:: Material ::

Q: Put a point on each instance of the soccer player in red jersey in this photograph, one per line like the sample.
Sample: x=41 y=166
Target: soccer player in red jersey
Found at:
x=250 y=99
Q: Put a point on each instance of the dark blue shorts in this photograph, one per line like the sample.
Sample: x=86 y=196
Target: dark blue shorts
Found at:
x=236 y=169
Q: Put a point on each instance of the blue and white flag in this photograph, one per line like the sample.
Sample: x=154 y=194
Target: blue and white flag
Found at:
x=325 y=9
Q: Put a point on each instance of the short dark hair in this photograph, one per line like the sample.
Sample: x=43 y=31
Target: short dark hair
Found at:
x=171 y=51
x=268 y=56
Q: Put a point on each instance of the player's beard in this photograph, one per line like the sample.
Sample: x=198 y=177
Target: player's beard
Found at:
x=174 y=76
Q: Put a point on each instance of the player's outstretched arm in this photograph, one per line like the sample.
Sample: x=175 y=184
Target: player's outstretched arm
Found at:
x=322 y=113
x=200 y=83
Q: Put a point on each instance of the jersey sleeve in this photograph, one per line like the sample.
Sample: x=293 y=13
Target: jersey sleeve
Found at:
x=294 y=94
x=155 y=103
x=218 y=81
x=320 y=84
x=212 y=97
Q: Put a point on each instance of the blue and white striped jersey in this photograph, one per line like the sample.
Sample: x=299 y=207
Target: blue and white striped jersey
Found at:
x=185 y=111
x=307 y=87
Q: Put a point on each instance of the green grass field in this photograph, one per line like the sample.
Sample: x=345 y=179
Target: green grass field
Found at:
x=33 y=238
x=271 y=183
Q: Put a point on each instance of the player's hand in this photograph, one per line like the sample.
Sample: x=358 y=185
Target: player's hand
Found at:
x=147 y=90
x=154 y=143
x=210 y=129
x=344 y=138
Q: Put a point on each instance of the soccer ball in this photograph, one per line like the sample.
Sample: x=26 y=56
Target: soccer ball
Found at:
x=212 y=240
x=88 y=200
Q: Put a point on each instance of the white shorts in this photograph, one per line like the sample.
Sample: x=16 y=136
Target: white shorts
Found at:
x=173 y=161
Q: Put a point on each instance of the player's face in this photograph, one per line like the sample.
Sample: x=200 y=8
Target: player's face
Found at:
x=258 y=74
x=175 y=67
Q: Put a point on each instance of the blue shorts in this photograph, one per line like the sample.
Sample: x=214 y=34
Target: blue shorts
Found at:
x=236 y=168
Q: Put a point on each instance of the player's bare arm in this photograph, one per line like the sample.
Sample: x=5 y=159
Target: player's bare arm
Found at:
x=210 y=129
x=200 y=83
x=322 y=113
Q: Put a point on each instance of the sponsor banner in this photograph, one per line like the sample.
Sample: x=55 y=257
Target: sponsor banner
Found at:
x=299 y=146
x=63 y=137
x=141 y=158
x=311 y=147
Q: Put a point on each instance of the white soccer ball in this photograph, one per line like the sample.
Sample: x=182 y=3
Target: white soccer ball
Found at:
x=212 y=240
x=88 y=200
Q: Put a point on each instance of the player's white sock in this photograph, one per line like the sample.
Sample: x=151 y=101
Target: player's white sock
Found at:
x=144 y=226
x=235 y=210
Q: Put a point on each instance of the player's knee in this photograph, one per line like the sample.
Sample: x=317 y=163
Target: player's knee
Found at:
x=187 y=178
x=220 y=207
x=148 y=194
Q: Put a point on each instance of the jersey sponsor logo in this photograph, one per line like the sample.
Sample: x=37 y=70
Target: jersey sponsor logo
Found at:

:::

**Goal:** Recast the material above as a JSON array of strings, one string for each line and none for blank lines.

**Result of the task:**
[
  "Q: Put a point on each instance of the soccer player in red jersey in this photograph, one per line like the sample.",
  "Sample: x=41 y=166",
  "Target: soccer player in red jersey",
  "Found at:",
  "x=250 y=99",
  "Q: Put a point on each instance of the dark blue shorts in this photograph, one per line like the sample.",
  "Sample: x=86 y=196",
  "Target: dark blue shorts",
  "Found at:",
  "x=236 y=169",
  "Q: Put a point on each instance of the blue and white flag in this photograph, one per line like the sample.",
  "Sample: x=154 y=194",
  "Target: blue and white flag",
  "Found at:",
  "x=325 y=9",
  "Q: Put a point on each instance of the short dark hair in this photograph, one per line like the sample.",
  "Sample: x=43 y=31",
  "Target: short dark hair",
  "Found at:",
  "x=171 y=51",
  "x=268 y=56",
  "Q: Put a point on each instance of the player's beard in this photograph, one per line like the sample.",
  "Sample: x=198 y=177",
  "Target: player's beard",
  "Found at:",
  "x=174 y=76",
  "Q: Put a point on each instance of the player's outstretched arm in this photograph, one per line like the sample.",
  "Sample: x=175 y=184",
  "Target: player's outstretched arm",
  "Found at:",
  "x=322 y=113",
  "x=200 y=83",
  "Q: Put a point on each instance of the jersey sleeve in this photograph, one per line like the sample.",
  "Sample: x=293 y=13",
  "Target: jersey sleeve",
  "Found at:",
  "x=294 y=94",
  "x=155 y=103",
  "x=218 y=81",
  "x=320 y=84",
  "x=212 y=97",
  "Q: Put a point on each instance of the blue and white striped jersey in this photograph, one per line like the sample.",
  "Sample: x=299 y=207",
  "Target: blue and white striped jersey",
  "Found at:",
  "x=185 y=111",
  "x=307 y=87",
  "Q: Put a point on each instance of the green grass field in this photograph, one per line like the sample.",
  "Sample: x=345 y=179",
  "Target: green grass field",
  "Found at:",
  "x=33 y=238",
  "x=271 y=183",
  "Q: Put a point on each instance of the player's hand in this photograph, one per line like the sample.",
  "Sample: x=358 y=185",
  "Target: player's hand",
  "Found at:",
  "x=147 y=90",
  "x=154 y=143",
  "x=210 y=129",
  "x=344 y=138",
  "Q: Put a point on each instance of the soccer ball in this photograph, one per line like the sample.",
  "Sample: x=26 y=56",
  "Target: soccer ball",
  "Found at:",
  "x=212 y=240",
  "x=88 y=200",
  "Q: Put a point on each instance of the white shorts in this photograph, one per line like the sample.",
  "Sample: x=16 y=136",
  "Target: white shorts",
  "Found at:",
  "x=173 y=161",
  "Q: Put a point on each instance of the player's face in this photograph, one per line like the sample.",
  "Sample: x=200 y=8",
  "Target: player's face",
  "Found at:",
  "x=258 y=74",
  "x=175 y=67",
  "Q: Put a point on each instance of the blue shorts in this photograph, one per line like the sample.",
  "Sample: x=214 y=34",
  "Target: blue shorts",
  "Found at:",
  "x=236 y=168",
  "Q: Put a point on each instance of the player's bare arm in this photograph, one per line like the sample.",
  "Sample: x=5 y=159",
  "Target: player's bare arm",
  "Found at:",
  "x=210 y=129",
  "x=200 y=83",
  "x=322 y=113",
  "Q: Put a point on each instance of the sponsor banner in this photograph, one per line like the sample.",
  "Sample: x=55 y=257",
  "Target: sponsor banner",
  "Found at:",
  "x=299 y=146",
  "x=63 y=137",
  "x=141 y=158",
  "x=311 y=147",
  "Q: Put a point on each instance of the white soccer ball in this photograph, one per line like the sample.",
  "Sample: x=182 y=3",
  "Target: white soccer ball",
  "Found at:",
  "x=212 y=240",
  "x=88 y=200",
  "Q: Put a point on each instance of the player's white sock in this photograph, one per line like the sample.",
  "Sample: x=151 y=101",
  "Target: player's white sock",
  "Found at:",
  "x=144 y=226",
  "x=235 y=210",
  "Q: Put a point on each instance of the player's knee in this photograph, one per line like the sample.",
  "Sample: x=317 y=163",
  "Target: player's knee",
  "Found at:",
  "x=187 y=178",
  "x=220 y=207",
  "x=148 y=194",
  "Q: Put a point on each instance of the jersey sponsor logo in this photograph, one per line like the sample.",
  "Sample: x=37 y=70",
  "Target: jersey sponsor logo",
  "Found at:"
]